# Excerpted text:
----------------

Do not let the current ban on go-cups (the local term for adult beverages that can be imbibed on the street) stop you from coming to New Orleans. Spirits, as well as delicious food, are still being served across the city. In fact, I recently had one of the best crispy fish sandwiches I can recall in the lush courtyard at the renovated Columns, the storied Italianate-style hotel that had a star turn in the 1978 film Pretty Baby. Columns, on St. Charles Avenue, is part of a larger renaissance taking place in the verdant jumble of neighborhoods known as Uptown, which stretches from the tip of the Central Business District past Tulane and Audubon Park toward the Mississippi River. Removed from the chaos of the French Quarter, the area is a reservoir of calm.
Two years ago, LeBlanc + Smith, the restaurant group behind NOLA favorite Sylvain, approached me to design their first hotel, The Chloe, four blocks from Columns. They were visualizing it as a clubby 14-room spot with a pool, a restaurant, and two bars that would be as much for locals as for out-of-towners. As I took in the location, a rambling late-1800s mansion with terrifically high ceilings, it was easy to imagine the past brushing up against the present. Last month, The Chloe opened with a vibe that blends Victorian decor’s greatest hits with a contemporary art collection, luxe bathrooms, and spacious guest rooms outfitted with turntables and a thoughtful selection of albums, Louis Armstrong alongside Lil Wayne. On the public floors, grand open spaces give way to hidden alcoves; the hotel, like the city itself, is an excellent place to get lost.

----------------

# Input data:
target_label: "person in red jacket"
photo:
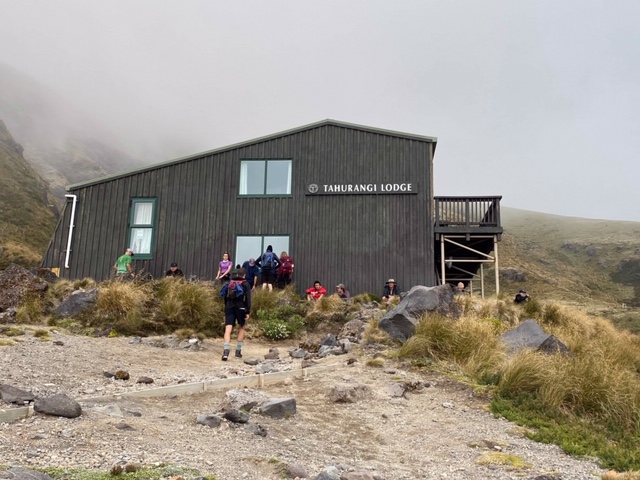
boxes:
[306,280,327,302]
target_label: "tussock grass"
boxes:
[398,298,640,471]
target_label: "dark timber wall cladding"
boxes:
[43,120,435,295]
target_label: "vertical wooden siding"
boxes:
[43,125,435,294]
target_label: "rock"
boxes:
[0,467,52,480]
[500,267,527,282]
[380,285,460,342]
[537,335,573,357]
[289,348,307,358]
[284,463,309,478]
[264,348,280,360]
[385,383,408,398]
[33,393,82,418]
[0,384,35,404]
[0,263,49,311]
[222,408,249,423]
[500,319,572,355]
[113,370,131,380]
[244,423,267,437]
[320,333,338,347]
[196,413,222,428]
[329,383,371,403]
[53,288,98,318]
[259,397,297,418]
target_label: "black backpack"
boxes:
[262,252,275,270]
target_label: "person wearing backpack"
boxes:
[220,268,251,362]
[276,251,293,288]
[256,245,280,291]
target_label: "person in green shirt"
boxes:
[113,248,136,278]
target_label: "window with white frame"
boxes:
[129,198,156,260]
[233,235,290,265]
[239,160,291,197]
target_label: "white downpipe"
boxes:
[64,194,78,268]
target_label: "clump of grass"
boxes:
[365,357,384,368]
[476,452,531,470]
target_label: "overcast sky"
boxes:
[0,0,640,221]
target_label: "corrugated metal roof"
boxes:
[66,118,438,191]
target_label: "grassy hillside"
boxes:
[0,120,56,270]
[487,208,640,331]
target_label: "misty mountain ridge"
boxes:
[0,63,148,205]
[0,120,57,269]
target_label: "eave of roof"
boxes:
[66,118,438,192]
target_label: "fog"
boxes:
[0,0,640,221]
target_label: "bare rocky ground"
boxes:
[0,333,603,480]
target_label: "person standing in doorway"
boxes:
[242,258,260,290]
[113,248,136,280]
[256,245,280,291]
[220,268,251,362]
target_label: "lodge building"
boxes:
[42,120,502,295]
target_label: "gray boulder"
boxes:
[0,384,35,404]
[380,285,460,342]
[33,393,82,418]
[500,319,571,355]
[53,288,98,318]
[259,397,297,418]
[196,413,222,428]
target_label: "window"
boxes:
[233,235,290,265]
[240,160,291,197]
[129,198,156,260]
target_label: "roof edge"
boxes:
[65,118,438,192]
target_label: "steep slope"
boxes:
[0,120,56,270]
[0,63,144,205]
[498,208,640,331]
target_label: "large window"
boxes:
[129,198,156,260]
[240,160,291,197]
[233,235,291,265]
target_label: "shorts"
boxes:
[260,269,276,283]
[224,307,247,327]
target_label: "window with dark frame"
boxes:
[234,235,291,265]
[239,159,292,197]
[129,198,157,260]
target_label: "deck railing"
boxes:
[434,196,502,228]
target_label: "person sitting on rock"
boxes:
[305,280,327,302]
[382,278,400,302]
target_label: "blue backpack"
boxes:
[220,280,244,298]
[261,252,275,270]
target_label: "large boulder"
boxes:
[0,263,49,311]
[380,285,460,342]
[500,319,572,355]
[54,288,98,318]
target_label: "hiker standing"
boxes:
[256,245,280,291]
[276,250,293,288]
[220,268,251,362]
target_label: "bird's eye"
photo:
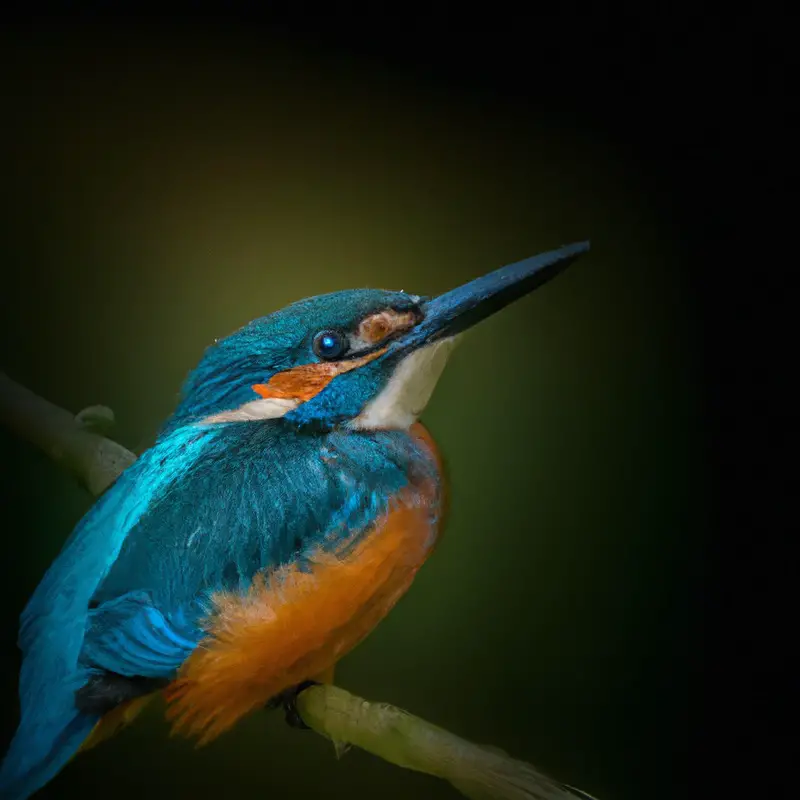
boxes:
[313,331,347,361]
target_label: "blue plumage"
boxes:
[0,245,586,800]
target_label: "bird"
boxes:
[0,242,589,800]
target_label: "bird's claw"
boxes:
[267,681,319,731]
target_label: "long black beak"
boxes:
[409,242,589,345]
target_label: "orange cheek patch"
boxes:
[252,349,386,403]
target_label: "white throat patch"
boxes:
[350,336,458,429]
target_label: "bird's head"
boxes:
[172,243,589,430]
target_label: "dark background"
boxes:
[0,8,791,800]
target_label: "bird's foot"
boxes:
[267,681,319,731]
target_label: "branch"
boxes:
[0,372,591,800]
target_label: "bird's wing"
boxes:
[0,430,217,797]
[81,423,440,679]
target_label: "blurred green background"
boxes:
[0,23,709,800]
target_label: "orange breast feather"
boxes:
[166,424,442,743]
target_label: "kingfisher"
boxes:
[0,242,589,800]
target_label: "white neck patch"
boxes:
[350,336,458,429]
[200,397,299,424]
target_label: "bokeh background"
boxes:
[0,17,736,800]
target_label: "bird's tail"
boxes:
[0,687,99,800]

----------------

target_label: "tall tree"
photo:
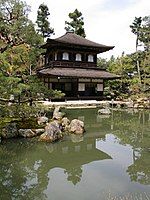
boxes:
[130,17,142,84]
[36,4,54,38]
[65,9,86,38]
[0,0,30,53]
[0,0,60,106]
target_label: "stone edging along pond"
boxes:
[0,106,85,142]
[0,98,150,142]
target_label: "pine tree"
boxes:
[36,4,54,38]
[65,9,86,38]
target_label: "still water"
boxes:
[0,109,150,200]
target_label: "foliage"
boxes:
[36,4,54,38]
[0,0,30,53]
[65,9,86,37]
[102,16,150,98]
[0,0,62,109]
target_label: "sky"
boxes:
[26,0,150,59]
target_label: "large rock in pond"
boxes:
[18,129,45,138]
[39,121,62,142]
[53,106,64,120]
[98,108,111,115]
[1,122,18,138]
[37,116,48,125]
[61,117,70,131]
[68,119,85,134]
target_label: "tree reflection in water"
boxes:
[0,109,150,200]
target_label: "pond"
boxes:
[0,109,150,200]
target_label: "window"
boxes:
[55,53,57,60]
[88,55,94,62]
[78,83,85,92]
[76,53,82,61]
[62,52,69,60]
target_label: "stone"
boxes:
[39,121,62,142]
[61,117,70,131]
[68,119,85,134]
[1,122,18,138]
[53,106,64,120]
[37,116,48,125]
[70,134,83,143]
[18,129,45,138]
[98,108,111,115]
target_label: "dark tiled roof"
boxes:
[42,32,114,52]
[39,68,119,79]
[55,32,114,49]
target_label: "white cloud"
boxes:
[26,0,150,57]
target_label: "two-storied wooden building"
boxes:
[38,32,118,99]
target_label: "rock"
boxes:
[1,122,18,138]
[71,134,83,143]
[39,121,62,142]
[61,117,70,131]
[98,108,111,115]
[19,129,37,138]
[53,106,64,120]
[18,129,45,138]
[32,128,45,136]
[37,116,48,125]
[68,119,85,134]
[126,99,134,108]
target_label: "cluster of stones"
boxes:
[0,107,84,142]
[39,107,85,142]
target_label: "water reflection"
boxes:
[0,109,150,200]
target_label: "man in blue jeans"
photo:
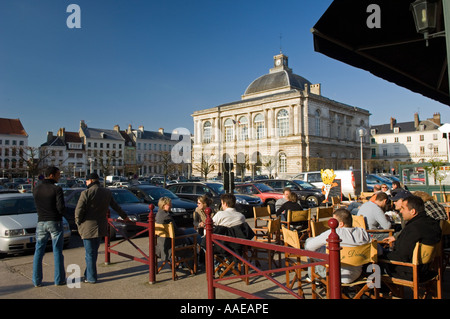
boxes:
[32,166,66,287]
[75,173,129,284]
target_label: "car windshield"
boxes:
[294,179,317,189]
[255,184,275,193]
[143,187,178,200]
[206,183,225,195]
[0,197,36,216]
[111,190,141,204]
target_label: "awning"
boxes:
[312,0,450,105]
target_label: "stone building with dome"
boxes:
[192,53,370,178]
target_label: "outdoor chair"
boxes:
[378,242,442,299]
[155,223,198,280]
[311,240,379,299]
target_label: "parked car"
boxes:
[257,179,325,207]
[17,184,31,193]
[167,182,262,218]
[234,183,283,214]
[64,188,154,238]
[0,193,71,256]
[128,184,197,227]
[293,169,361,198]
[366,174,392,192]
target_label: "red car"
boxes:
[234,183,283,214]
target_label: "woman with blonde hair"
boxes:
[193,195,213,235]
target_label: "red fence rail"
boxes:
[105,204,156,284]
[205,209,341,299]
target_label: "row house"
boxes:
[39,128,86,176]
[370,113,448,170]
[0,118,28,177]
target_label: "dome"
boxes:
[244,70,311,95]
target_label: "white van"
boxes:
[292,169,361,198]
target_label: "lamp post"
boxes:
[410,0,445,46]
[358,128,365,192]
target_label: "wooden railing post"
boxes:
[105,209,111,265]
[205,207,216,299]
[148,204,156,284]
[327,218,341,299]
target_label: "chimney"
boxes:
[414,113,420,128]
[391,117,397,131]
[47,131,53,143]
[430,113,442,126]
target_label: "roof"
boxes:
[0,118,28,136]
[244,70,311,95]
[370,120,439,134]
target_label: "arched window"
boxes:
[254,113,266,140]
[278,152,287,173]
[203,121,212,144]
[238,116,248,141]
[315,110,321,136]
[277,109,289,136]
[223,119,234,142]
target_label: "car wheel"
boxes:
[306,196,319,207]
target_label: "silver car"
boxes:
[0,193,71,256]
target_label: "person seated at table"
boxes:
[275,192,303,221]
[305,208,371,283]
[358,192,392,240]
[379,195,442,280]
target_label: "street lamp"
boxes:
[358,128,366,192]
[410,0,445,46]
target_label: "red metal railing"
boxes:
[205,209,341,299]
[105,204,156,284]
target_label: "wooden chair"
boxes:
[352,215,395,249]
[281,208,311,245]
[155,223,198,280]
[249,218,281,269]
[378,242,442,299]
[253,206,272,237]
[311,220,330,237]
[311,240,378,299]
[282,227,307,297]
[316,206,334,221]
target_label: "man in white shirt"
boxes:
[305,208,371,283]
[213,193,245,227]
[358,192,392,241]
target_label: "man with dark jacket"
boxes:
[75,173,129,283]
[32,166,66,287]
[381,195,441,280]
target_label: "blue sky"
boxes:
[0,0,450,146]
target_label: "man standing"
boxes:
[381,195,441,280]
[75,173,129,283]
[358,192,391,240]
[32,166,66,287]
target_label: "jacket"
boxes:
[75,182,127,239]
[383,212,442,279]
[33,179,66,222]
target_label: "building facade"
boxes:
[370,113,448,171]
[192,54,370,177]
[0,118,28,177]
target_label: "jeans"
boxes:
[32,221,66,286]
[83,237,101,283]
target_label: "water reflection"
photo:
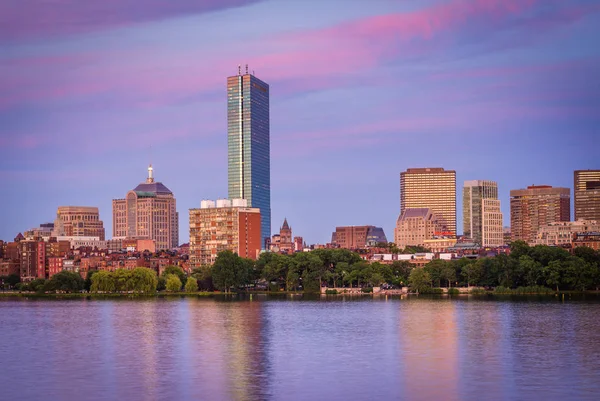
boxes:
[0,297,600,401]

----------------

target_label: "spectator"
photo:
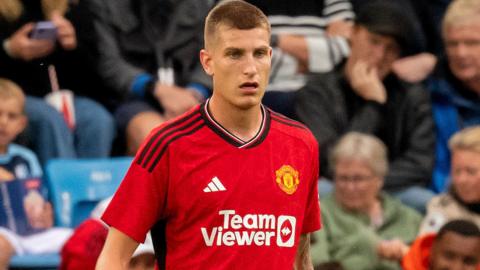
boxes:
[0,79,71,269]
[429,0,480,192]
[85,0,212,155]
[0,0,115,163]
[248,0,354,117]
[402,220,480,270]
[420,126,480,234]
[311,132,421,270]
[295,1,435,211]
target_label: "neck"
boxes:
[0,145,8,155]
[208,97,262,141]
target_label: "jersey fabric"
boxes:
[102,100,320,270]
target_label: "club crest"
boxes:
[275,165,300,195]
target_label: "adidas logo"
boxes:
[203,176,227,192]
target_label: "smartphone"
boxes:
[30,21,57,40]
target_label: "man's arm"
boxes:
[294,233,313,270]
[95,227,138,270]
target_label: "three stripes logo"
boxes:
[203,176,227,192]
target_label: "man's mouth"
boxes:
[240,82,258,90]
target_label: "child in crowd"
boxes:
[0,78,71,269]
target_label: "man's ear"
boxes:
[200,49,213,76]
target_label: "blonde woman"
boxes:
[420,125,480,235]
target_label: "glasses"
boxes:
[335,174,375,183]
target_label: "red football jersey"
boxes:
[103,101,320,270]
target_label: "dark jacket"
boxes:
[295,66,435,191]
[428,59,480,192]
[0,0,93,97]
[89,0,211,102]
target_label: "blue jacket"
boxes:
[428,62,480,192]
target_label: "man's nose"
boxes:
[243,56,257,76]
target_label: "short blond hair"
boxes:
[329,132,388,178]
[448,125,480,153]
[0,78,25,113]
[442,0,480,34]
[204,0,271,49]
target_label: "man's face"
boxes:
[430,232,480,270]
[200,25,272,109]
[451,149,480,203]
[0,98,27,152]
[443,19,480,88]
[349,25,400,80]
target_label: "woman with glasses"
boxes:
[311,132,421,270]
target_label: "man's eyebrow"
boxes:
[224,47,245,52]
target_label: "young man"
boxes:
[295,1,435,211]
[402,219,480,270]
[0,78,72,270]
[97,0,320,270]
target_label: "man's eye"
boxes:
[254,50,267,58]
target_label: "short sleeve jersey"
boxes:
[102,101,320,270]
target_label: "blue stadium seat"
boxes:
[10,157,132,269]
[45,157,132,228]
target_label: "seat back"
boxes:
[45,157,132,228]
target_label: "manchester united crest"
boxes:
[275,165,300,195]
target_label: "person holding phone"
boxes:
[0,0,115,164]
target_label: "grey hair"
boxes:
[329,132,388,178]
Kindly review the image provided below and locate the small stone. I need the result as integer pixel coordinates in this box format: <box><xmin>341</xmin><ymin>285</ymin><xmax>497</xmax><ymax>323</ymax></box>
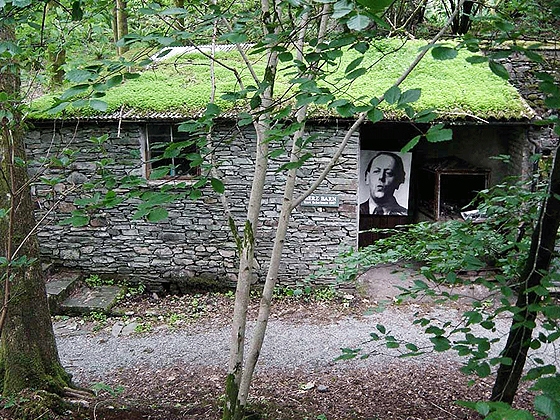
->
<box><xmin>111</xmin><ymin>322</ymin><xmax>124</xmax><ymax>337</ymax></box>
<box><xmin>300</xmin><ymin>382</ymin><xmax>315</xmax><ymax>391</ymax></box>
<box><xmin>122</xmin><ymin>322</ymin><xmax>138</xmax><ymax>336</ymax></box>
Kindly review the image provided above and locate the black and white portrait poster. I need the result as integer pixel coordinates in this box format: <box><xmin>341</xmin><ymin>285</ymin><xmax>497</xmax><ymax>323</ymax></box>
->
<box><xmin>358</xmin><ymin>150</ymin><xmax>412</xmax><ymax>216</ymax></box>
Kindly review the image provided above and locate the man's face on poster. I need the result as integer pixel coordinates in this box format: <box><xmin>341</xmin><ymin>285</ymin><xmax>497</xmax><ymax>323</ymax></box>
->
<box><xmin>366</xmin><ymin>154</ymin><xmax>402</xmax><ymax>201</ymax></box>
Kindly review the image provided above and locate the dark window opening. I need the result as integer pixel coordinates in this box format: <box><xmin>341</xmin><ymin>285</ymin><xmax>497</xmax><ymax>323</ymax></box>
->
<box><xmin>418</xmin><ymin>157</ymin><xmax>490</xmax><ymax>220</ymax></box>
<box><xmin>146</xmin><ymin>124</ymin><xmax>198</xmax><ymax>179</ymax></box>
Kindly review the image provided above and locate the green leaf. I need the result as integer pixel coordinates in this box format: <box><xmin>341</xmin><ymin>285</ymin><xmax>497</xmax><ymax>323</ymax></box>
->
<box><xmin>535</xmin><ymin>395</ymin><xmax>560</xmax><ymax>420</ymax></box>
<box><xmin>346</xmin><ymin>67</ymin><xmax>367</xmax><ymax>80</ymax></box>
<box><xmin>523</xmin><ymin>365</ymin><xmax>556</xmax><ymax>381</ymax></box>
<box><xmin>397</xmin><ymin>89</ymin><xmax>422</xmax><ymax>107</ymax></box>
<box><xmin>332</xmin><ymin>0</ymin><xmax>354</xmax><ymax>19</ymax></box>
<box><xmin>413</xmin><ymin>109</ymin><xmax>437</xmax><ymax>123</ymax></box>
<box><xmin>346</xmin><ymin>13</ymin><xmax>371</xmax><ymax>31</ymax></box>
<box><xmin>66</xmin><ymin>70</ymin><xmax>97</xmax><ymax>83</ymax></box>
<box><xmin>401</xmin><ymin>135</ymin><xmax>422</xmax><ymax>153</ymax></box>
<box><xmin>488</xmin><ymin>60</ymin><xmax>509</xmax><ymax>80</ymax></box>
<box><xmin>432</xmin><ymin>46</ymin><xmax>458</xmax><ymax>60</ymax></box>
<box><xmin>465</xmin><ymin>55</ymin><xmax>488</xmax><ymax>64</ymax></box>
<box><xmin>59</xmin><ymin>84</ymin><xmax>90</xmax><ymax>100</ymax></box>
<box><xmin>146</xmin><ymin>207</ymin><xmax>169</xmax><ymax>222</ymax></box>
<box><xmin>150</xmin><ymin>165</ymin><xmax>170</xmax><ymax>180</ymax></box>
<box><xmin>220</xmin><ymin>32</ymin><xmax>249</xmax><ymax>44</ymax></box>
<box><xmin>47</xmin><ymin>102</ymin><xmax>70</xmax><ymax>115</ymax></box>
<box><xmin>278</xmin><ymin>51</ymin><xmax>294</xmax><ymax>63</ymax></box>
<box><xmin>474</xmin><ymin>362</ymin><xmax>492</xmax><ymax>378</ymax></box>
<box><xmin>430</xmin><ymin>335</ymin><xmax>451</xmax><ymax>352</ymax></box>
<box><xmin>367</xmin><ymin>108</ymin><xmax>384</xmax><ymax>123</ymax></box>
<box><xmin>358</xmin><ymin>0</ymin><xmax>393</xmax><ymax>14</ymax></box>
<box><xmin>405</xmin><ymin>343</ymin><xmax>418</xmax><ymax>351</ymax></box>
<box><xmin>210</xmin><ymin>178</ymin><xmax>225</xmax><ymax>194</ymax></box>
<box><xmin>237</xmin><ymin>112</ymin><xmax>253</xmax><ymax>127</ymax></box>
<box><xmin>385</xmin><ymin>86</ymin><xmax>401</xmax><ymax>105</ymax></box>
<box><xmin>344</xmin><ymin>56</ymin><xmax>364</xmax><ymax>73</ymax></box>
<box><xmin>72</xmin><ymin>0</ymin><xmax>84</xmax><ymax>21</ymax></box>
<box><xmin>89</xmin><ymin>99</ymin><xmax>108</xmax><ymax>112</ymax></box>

----------------

# Action item:
Please reproduce the full text about New Orleans hotels word for word. The items have no connection to the text about New Orleans hotels.

# Output for this task:
Do not let the current ban on go-cups (the local term for adult beverages that can be imbibed on the street) stop you from coming to New Orleans. Spirits, as well as delicious food, are still being served across the city. In fact, I recently had one of the best crispy fish sandwiches I can recall in the lush courtyard at the renovated Columns, the storied Italianate-style hotel that had a star turn in the 1978 film Pretty Baby. Columns, on St. Charles Avenue, is part of a larger renaissance taking place in the verdant jumble of neighborhoods known as Uptown, which stretches from the tip of the Central Business District past Tulane and Audubon Park toward the Mississippi River. Removed from the chaos of the French Quarter, the area is a reservoir of calm.
Two years ago, LeBlanc + Smith, the restaurant group behind NOLA favorite Sylvain, approached me to design their first hotel, The Chloe, four blocks from Columns. They were visualizing it as a clubby 14-room spot with a pool, a restaurant, and two bars that would be as much for locals as for out-of-towners. As I took in the location, a rambling late-1800s mansion with terrifically high ceilings, it was easy to imagine the past brushing up against the present. Last month, The Chloe opened with a vibe that blends Victorian decor’s greatest hits with a contemporary art collection, luxe bathrooms, and spacious guest rooms outfitted with turntables and a thoughtful selection of albums, Louis Armstrong alongside Lil Wayne. On the public floors, grand open spaces give way to hidden alcoves; the hotel, like the city itself, is an excellent place to get lost.